# What to work on
Send back the entries exactly as they were given.

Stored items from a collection
┏━━
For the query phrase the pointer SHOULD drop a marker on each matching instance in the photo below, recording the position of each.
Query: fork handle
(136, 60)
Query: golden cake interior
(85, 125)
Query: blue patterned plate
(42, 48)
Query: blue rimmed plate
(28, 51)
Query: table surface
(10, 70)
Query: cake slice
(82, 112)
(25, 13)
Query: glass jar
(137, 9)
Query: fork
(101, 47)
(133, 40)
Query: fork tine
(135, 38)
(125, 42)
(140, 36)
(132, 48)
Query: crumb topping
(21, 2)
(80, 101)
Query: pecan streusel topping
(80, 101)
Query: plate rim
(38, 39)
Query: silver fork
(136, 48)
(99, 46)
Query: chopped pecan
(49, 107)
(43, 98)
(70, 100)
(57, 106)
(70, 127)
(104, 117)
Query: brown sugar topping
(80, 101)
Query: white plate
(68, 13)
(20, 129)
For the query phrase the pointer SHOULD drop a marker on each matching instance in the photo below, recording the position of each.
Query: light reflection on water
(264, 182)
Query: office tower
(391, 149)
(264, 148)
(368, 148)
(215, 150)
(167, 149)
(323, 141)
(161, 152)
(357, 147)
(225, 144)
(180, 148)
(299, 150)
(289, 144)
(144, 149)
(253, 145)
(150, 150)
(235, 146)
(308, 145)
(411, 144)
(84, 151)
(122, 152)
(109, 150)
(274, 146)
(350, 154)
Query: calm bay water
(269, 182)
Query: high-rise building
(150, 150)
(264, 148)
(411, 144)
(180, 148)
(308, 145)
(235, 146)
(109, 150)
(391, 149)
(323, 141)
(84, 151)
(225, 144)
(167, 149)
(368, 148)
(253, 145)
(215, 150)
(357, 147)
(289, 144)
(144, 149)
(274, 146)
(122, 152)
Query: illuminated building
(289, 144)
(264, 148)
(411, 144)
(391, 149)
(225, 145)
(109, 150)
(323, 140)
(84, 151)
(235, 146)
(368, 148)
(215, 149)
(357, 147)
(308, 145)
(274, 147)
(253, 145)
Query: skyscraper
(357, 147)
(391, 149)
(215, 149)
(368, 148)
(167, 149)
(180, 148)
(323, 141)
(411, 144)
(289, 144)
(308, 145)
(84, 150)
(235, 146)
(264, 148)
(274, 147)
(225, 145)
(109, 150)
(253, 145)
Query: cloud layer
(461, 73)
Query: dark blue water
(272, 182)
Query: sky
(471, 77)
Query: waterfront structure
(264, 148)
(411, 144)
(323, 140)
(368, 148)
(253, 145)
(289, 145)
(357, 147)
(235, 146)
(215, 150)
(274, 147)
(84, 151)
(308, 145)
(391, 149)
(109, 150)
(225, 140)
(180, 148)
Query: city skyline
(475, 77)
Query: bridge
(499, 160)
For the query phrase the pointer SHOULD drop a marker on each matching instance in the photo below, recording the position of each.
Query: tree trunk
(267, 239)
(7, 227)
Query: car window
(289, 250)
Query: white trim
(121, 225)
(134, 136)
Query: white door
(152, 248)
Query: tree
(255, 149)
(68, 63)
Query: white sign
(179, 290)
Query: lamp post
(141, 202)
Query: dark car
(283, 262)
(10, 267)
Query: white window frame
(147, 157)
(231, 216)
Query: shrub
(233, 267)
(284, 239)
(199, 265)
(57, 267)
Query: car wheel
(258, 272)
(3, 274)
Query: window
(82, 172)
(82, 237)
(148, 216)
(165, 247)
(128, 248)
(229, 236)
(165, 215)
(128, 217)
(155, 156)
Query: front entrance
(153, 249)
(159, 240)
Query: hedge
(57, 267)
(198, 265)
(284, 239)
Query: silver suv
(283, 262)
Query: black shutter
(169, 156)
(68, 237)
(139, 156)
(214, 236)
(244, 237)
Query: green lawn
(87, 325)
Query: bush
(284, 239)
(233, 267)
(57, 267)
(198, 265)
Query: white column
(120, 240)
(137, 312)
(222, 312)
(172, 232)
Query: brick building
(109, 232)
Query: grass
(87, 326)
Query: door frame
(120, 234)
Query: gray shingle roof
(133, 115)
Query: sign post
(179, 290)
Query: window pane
┗━━
# Result
For the query phrase the pointer SHOULD drop a marker on each matching instance in the photo below, recording the position of each.
Query: fork handle
(136, 60)
Query: golden cake interior
(85, 125)
Query: blue patterned plate
(42, 48)
Query: blue rimmed plate
(28, 51)
Query: table surface
(10, 70)
Query: cake slice
(82, 112)
(25, 13)
Query: glass jar
(137, 9)
Query: fork
(101, 47)
(133, 40)
Query: fork tine
(135, 38)
(125, 42)
(140, 36)
(132, 48)
Query: crumb topping
(21, 2)
(80, 101)
Query: pecan streusel topping
(80, 101)
Query: plate rim
(38, 39)
Query: silver fork
(136, 48)
(99, 46)
Query: chopped pecan
(49, 107)
(43, 98)
(70, 100)
(57, 106)
(70, 127)
(104, 117)
Query: brown sugar topping
(80, 101)
Query: white plate
(68, 13)
(20, 129)
For the query phrase the pointer SHOULD drop a marker on each matching instance in the photo below, recording the position of each.
Query: light reflection on water
(264, 182)
Query: office tower
(391, 149)
(264, 148)
(368, 148)
(215, 150)
(167, 149)
(323, 141)
(161, 152)
(357, 147)
(225, 144)
(180, 148)
(299, 150)
(289, 144)
(144, 149)
(253, 145)
(150, 150)
(235, 146)
(308, 145)
(411, 144)
(84, 151)
(122, 152)
(109, 150)
(274, 146)
(350, 154)
Query: calm bay water
(269, 182)
Query: high-rise building
(150, 150)
(264, 148)
(411, 144)
(180, 148)
(308, 145)
(235, 146)
(109, 150)
(391, 149)
(323, 141)
(84, 151)
(225, 144)
(167, 149)
(368, 148)
(253, 145)
(215, 150)
(357, 147)
(289, 144)
(144, 149)
(274, 146)
(122, 152)
Query: illuminated building
(289, 144)
(264, 148)
(411, 144)
(391, 149)
(225, 145)
(109, 150)
(323, 140)
(84, 151)
(235, 146)
(368, 148)
(215, 149)
(357, 147)
(308, 145)
(274, 147)
(253, 145)
Query: skyscraper
(357, 147)
(391, 149)
(215, 149)
(368, 148)
(167, 149)
(180, 148)
(323, 141)
(411, 144)
(289, 144)
(308, 145)
(84, 150)
(235, 146)
(264, 148)
(274, 147)
(225, 145)
(109, 150)
(253, 145)
Query: cloud layer
(461, 73)
Query: dark blue water
(272, 182)
Query: sky
(471, 77)
Query: waterfront structure
(264, 148)
(411, 144)
(323, 140)
(368, 148)
(253, 145)
(289, 145)
(357, 147)
(235, 146)
(215, 150)
(274, 147)
(84, 151)
(308, 145)
(391, 149)
(109, 150)
(225, 140)
(180, 148)
Query: city skyline
(475, 77)
Query: bridge
(499, 160)
For the query phrase the pointer SHOULD drop a marker on each matching instance in the photo below, recording the position of each.
Query: tree trunk
(267, 239)
(7, 227)
Query: car window
(289, 250)
Query: white trim
(121, 225)
(134, 136)
Query: white door
(152, 248)
Query: tree
(255, 149)
(68, 63)
Query: white sign
(179, 290)
Query: lamp post
(141, 202)
Query: dark car
(283, 262)
(10, 267)
Query: white window frame
(147, 157)
(231, 216)
Query: shrub
(233, 267)
(284, 239)
(199, 265)
(57, 267)
Query: car wheel
(258, 272)
(3, 274)
Query: window
(82, 172)
(82, 237)
(148, 216)
(165, 247)
(128, 248)
(229, 236)
(165, 215)
(128, 217)
(155, 156)
Query: front entrance
(153, 249)
(159, 240)
Query: hedge
(57, 267)
(198, 265)
(284, 239)
Query: silver suv
(283, 262)
Query: black shutter
(169, 156)
(68, 237)
(139, 156)
(214, 236)
(244, 237)
Query: green lawn
(87, 325)
Query: bush
(284, 239)
(233, 267)
(57, 267)
(198, 265)
Query: white column
(120, 240)
(137, 312)
(222, 312)
(172, 232)
Query: brick building
(109, 232)
Query: grass
(87, 326)
Query: door frame
(120, 234)
Query: gray shingle roof
(133, 115)
Query: sign post
(179, 290)
Query: window pane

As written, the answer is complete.